REQUIREMENTS
a – In the article about the Tannery, what brand of loafers did Walter Lewis need?
b – The Tannery article describes the man who stepped toward Lewis as he entered the store. List every physical feature it gives for that man.
c – Carry the Tannery article forward, beginning after its closing question.

The Bully of Boylston Street

The Tannery’s Sam Hassan made a fortune buying real estate and selling designer shoes to the city’s most fashionable. Now he’s filed for bankruptcy, closed two of his three stores, and is being sued for racial discrimination. How did it all go wrong?


Walter Lewis needed a new pair of Ferragamo loafers, and like nearly all Bostonians, he knew exactly where to go: the Tannery, at the corner of Boylston and Exeter. For years it had been a reliable outpost for upscale shoppers seeking designer-label footwear, often at a discount. Lewis, who’s in his sixties but looks much younger, with a bright smile, smooth complexion, and high-and-tight haircut that’s a holdover from his days in the Marines, has always considered himself a fashionable gent, and he has the build, confidence, and discretionary income to dress the part. Over the years, he’d shopped at the Tannery a handful of times, once scoring a memorable deal on a pair of Gucci rain boots. He was looking forward to another fruitful visit.

Around 7:40 p.m. on December 1, 2017, Lewis walked into the brightly lit entrance of the three-floor boutique. According to court filings, a bald, husky man with olive-toned skin and round spectacles immediately stepped toward him. “What’s up, brother man!” the man shot in Lewis’s direction. “What’s up, brother man!” the man repeated. Lewis, who is African-American, gave him a puzzled look and kept walking. Then the stranger cut him off and blocked him from going farther into the store. Lewis didn’t know it at the time, but the man was Hicham “Sam” Hassan, the Tannery’s volatile longtime owner.

Hassan told Lewis the store was about to close, but Lewis glanced around and saw other shoppers browsing. As if on cue, a white couple walked in the door, strolled past Lewis, and started flipping through merchandise. Lewis breathed deeply and tried to stay calm, but Hassan persisted, asking Lewis whether he had a “Black American Express Card,” a reference to the invitation-only, no-limit credit card. Hassan placed extra emphasis on the word “black” and then mentioned that he had a black card, patting his pocket to drive home the point. Lewis, who grew up in North Carolina during the tail end of the Jim Crow era and works for the state, assured Hassan that he had money to spend. Hassan told Lewis he didn’t want Lewis’s money and led him out of the store. On his way through the door, Lewis went numb with shock. Later, he said, “I felt like the core being of my existence had been taken.”

To the outside world—those who have gazed through the windows of the Tannery’s grand Back Bay location at shelves lined with designer heels—Lewis’s story might sound shocking. Ever growing and expanding, the Tannery has been the picture of a successful Boston business, and Hassan’s story is in some ways the American Dream writ large. But to the many folks who’ve had run-ins with the man behind the shoe empire, Lewis’s allegations come as no surprise: Rumors of his bullying have for years been shared among small circles of retail and real estate power players, though it never seemed to affect his thriving footwear business and prime property holdings. His tirade against Lewis, however, hasn’t gone unnoticed, and now it appears that Hassan and his empire are in peril, facing bankruptcy, lawsuits, and discrimination charges filed by the attorney general. Which raises the question: Is Boston’s longest-reigning bully finally getting ready to leave the block?

DATA PROVIDED
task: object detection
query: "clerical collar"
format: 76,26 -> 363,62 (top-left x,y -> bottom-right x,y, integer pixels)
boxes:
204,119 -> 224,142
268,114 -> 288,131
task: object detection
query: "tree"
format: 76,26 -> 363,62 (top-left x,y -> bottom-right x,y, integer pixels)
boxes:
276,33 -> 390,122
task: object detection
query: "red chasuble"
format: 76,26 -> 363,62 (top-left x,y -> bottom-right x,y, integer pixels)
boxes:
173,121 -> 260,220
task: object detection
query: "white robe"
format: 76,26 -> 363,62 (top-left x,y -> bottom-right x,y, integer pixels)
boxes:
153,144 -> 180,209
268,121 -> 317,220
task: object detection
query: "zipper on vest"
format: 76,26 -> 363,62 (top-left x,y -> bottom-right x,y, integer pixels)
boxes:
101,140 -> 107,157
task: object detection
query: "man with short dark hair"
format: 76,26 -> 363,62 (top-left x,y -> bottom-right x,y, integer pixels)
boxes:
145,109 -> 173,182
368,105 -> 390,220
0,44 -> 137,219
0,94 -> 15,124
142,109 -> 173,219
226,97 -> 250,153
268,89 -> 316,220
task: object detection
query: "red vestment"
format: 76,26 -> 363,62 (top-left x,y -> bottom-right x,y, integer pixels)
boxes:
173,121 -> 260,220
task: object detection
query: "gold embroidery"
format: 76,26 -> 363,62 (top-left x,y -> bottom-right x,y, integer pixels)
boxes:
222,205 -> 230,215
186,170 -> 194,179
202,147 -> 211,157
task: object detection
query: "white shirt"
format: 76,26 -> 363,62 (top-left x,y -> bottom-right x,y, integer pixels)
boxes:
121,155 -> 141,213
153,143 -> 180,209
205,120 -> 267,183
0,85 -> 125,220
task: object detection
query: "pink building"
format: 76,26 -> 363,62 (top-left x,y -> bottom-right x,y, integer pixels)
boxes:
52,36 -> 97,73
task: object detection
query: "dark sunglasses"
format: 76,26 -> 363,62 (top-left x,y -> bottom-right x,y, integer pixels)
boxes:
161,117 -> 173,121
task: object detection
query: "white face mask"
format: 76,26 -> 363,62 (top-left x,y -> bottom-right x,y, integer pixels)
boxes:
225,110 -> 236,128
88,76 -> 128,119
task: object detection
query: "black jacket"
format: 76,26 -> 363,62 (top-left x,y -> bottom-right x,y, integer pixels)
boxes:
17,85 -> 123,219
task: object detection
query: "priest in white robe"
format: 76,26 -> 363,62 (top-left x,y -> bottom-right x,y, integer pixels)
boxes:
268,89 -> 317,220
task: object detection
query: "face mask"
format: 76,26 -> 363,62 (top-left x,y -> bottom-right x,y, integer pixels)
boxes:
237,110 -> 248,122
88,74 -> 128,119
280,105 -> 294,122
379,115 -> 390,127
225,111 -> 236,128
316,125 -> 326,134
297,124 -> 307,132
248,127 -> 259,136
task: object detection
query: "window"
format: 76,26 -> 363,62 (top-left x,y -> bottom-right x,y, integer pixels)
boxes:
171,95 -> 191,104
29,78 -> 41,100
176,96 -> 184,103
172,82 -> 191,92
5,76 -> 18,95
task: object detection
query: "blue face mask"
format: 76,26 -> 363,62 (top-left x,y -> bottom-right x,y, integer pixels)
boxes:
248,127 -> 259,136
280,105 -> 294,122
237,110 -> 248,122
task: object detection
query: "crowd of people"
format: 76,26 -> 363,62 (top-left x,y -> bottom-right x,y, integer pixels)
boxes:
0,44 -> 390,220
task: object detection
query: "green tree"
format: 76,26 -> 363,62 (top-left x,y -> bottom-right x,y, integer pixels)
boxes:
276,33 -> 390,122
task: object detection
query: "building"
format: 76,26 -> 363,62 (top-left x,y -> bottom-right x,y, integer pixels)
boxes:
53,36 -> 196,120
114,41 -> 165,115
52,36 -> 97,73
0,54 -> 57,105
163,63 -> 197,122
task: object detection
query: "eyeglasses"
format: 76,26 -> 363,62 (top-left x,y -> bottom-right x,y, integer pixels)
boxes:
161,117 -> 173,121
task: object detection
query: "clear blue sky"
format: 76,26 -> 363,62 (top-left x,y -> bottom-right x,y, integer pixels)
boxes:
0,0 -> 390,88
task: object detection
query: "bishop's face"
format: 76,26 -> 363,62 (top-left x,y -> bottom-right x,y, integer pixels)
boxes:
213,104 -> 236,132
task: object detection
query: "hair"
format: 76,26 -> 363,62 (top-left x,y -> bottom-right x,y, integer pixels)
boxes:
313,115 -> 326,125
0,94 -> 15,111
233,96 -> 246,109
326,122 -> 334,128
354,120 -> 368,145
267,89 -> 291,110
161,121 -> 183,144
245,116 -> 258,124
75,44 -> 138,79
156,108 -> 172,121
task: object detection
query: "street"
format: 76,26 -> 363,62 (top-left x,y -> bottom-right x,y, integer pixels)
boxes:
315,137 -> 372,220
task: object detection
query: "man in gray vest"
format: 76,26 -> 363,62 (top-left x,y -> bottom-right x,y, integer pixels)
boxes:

TASK-BY-TASK RESULTS
a – Ferragamo

b –
- Bald
- Husky
- Olive-toned skin
- Round spectacles

c –
With any good villain, there’s a creation story, and Hassan’s starts off like a Horatio Alger novel. He was born in Beirut, Lebanon, in 1949, and immigrated to Cambridge, where he first opened the Tannery in 1973. Two years later, he applied to be a U.S. citizen. The very next year he filed paperwork with the secretary of the commonwealth to establish a company that Hassan said would provide a wide array of products and services, from haberdashery and hardware to leather goods and real estate development.

By the late ’70s, Hassan co-owned Tannery locations on both sides of the Charles River and was fast becoming known among shoemakers as a wildly successful independent retailer. He has credited Frye with providing him a line of credit in those early days, and in previous interviews said the former head of Reebok agreed to give him a $1 million line of credit for each Tannery location. As business grew during the 1980s, Hassan brought in his nephews, Tarek and Talal, and the Tannery shops soon emerged as destinations for the kind of high-end, inventive apparel found only in iconic stores such as Louis Boston and the Filene’s flagship, both now shuttered.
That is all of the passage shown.